| Records shown |
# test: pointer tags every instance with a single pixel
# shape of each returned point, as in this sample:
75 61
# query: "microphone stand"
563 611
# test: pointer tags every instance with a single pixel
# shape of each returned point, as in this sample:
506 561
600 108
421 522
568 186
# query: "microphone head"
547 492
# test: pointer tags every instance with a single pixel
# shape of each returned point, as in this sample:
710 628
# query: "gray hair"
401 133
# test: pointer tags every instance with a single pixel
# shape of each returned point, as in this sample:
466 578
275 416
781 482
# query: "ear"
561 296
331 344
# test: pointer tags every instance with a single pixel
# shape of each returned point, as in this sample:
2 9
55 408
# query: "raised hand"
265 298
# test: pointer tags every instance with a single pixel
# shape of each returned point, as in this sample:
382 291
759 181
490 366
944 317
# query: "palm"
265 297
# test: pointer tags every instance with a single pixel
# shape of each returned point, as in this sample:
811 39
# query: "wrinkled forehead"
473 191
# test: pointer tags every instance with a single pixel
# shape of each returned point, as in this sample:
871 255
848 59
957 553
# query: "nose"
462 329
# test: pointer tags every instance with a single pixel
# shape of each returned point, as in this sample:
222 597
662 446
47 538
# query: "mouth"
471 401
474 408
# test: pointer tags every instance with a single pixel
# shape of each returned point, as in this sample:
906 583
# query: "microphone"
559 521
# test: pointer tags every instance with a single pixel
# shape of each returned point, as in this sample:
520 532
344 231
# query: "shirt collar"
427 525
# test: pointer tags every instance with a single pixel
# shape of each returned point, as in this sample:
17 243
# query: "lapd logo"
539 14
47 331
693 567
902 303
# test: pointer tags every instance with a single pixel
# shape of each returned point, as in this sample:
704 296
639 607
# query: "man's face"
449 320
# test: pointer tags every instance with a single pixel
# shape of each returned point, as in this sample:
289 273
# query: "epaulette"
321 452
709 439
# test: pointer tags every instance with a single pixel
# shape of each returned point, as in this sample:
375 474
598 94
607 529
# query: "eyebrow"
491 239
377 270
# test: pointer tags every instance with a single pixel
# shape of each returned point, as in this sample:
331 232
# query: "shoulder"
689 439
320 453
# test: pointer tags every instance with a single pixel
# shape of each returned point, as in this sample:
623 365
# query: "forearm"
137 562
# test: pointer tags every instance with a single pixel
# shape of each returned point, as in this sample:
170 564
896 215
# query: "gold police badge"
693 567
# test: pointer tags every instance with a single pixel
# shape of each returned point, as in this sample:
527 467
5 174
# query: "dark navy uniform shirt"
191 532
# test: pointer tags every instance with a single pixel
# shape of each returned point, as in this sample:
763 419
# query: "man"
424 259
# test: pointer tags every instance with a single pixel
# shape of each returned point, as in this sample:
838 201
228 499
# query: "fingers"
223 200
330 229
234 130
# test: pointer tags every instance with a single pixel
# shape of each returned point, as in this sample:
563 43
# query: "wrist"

| Given request |
Recopy the whole listing exactly.

| Response to the task |
# test: pointer tags every instance with a single pixel
# shape of each returned point, as in this sample:
75 61
# query: "microphone stand"
563 611
# test: pointer tags every instance with a single pixel
# shape of each returned point, as in this sample:
506 561
600 108
421 522
568 186
# query: "microphone head"
547 492
# test: pointer tags every instance with a single pixel
# shape of each returned point, as in this sample:
710 628
# query: "gray hair"
401 133
# test: pointer tags every instance with a single pixel
# shape of each returned point, as in this sample:
466 578
275 416
781 482
# query: "ear"
561 296
331 344
# test: pointer tags every instance with a single pixel
# shape of each returned point, as in this sample:
2 9
55 408
# query: "raised hand"
265 298
# test: pointer tags every instance with a single pixel
# shape of each returned point, as in this sample:
382 291
759 181
490 366
944 317
# query: "palm"
265 297
# test: pointer tags every instance with a single pixel
# shape of each returned point, as in this sample:
811 39
# query: "wrinkled forehead"
473 191
# test: pointer tags every instance with a single pixel
# shape of each returned point, as in this sample:
871 255
848 59
957 553
# query: "nose"
462 329
# test: pointer tags every instance with a single pixel
# shape of each returned point, as in this sample:
222 597
662 446
47 538
# query: "mouth"
471 401
474 408
# test: pointer tags every instance with a single pixel
# shape of each returned point, as in this sample:
906 583
# query: "microphone"
559 521
# test: pointer tags every instance with a single pixel
# shape of each returned point, as in this sample:
520 532
344 231
# query: "shirt collar"
427 525
# test: pointer tags every instance with a single pixel
# shape of each returned point, as in this sample:
17 243
# query: "lapd logo"
539 14
47 331
693 567
902 303
# test: pointer tags every instance with a single pixel
# shape of each returned point, as in this sample:
704 296
639 607
# query: "man's face"
449 320
# test: pointer tags every instance with a single pixel
# shape of each returned point, as in this sample:
289 273
# query: "epaulette"
321 452
709 439
# test: pointer tags every instance with a single pixel
# shape of each returned point, as in this sample:
375 474
598 94
607 529
# query: "eyebrow"
491 239
377 270
# test: pointer tags every instance with a single pixel
# shape of each returned point, as in this sample:
331 232
# query: "shoulder"
689 439
320 453
# test: pointer tags every instance with a single pixel
# shape of each returned point, as in this sample:
623 365
# query: "forearm"
137 562
# test: pointer tags every instance with a single pixel
# shape of each returned point, as in this sample:
170 564
896 215
# query: "gold police badge"
693 567
# test: pointer tags every instance with a single pixel
# shape of each returned point, as in this sample:
527 467
5 174
# query: "dark navy uniform shirt"
191 532
# test: pointer tags every instance with a single pixel
# shape of each returned point, as in this sample:
763 419
# query: "man"
424 259
# test: pointer tags every instance with a single pixel
# shape of each returned point, as in this sample:
838 201
228 499
# query: "fingers"
223 200
330 229
234 130
# test: pointer tags every instance with a single pixel
# shape of each returned point, as in this sample:
563 43
# query: "wrist"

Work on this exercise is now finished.